MATERIAL TO PROCESS:
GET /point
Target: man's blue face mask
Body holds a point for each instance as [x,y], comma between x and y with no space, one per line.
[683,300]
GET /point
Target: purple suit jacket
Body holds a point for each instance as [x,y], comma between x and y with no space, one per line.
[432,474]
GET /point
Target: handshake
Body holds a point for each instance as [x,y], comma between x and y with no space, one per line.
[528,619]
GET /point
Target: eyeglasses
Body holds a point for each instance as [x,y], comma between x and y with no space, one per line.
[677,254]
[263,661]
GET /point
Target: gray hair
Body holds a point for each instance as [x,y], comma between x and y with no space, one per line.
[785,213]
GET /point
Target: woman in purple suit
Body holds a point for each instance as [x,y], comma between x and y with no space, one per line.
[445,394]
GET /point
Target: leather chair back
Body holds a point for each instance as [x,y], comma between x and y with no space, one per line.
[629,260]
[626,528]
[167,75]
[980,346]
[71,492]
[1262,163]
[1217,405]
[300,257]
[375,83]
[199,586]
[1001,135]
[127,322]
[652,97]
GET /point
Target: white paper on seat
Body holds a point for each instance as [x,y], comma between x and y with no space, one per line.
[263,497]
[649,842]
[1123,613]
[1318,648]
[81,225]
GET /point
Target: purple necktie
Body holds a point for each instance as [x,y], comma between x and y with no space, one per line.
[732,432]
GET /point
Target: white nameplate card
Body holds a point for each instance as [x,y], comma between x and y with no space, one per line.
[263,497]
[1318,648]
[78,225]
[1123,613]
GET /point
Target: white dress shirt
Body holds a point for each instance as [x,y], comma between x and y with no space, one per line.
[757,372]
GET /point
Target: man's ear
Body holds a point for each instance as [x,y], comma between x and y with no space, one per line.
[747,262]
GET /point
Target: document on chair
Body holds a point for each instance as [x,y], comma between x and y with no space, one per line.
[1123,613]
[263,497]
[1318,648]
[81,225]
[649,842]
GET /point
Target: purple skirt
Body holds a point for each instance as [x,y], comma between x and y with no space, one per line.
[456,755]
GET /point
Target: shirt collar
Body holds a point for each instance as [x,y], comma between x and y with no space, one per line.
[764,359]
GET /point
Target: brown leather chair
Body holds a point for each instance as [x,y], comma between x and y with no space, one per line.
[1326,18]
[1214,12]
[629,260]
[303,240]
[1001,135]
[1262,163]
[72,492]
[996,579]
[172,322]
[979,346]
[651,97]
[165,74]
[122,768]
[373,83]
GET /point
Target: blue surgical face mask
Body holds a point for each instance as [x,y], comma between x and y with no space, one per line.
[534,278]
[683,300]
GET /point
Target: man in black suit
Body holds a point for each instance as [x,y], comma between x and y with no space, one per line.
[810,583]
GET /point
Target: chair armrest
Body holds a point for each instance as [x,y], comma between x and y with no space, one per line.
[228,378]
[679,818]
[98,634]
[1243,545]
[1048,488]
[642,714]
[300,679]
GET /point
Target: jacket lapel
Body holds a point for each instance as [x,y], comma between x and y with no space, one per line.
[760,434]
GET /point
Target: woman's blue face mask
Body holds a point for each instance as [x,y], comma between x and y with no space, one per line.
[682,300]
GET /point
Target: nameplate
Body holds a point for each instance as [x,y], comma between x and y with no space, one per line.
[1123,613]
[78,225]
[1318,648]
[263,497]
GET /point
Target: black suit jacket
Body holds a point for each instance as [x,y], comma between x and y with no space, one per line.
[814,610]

PROBLEM DESCRIPTION:
Take the entries above and copy them out exactly.

SOLUTION TO THIS EXERCISE:
GET /point
Target: man's blue face mask
Body holds a point for each instance as [x,y], comma between x and y with no space, one per line.
[683,300]
GET /point
Target: purple suit jacket
Body holds a point for each instance as [x,y], comma between x and y with no space, one per line.
[432,474]
GET /point
Target: handshake
Body holds a point for each instance as [x,y], comma between x and y with no space, one per line.
[528,619]
GET /point
Target: eyeglasses
Body holds a point for each instance as [x,y], comma between x and y with no space, one per line.
[677,254]
[263,661]
GET /point
Target: gray hair
Body holds a point for each instance as [x,y], comma between x and y with no space, one per line.
[785,213]
GET /point
Target: woman in purple suit
Body holds a point for each instance as [x,y], comma between x and y with no space, one per line.
[445,394]
GET /point
Target: leather chair back
Body holds a point for each instance as [x,y], comma between x and y with no space, one per line.
[629,260]
[626,528]
[167,75]
[980,346]
[71,492]
[1262,163]
[1217,405]
[300,257]
[375,83]
[199,586]
[1001,135]
[127,322]
[652,97]
GET /point
Target: white paper on seat
Body holds a point for each instance as [x,y], comma between x and y with no space, one per line.
[263,497]
[649,842]
[1123,613]
[1318,648]
[81,225]
GET /point
Target: purple necktie
Body holds a point for each instance as [x,y], comma between x and y with no space, one per line.
[732,432]
GET /point
Target: white nameplate card
Body holds a point for each instance as [x,y], comma between x and y with no space, one per line.
[263,497]
[1318,648]
[78,225]
[1123,613]
GET /point
Target: white dress shirt
Body holds a point for each instance as [x,y], comma between x and y with no space, one per line.
[757,372]
GET /point
Target: man's ear
Body holds a point for each instance as [x,y], comma between x and y with no space, one per line.
[747,262]
GET /point
Target: document on chair
Body holds a point for each instance as [x,y], comma between x and y with no space, one per line.
[1123,613]
[263,497]
[1318,648]
[81,225]
[649,842]
GET /point
Target: purple skirt
Body holds a point for each instance as [x,y], comma between x and y with no space, one per line.
[456,755]
GET /point
Target: shirt collar
Body holds a point for each instance as [x,y], comma between x and y with no space, one per line.
[764,359]
GET /point
Target: brown leather chair
Body holds a point for each instance as [x,y], comma between x and y with no space, one per line.
[1326,18]
[1214,12]
[629,260]
[303,240]
[1001,135]
[1262,163]
[72,492]
[996,579]
[172,322]
[979,346]
[651,97]
[165,74]
[122,768]
[373,83]
GET /point
Target: blue surgical face mask
Body holds a point for each instance as [x,y], comma between x and y with no space, one per line.
[534,278]
[683,300]
GET /point
Target: man in black suit
Body holds a point for each instance as [x,y], comma between x and y with no space, one per line.
[810,583]
GET /point
Target: chair armrest
Body holds a point for each instance as [x,y], comma between x and y with no space, one per line.
[228,378]
[679,818]
[98,634]
[1243,545]
[1048,488]
[642,714]
[300,679]
GET /point
Target: jacket lapel
Body holds a point for each instance as [x,y], comma between x and y with no space, one per line.
[760,434]
GET /point
Target: woman's blue face mask
Body holds a point for each instance as [x,y], comma between x and y with no space, one per line.
[682,300]
GET /point
Target: nameplate
Body holds a point for each instance as [x,y], comma between x and y with no space, one per line.
[1123,613]
[78,225]
[1318,648]
[263,497]
GET /point
Target: black suit jacket
Body holds a point for each instance as [x,y], comma between x and y with no space, one per line.
[814,610]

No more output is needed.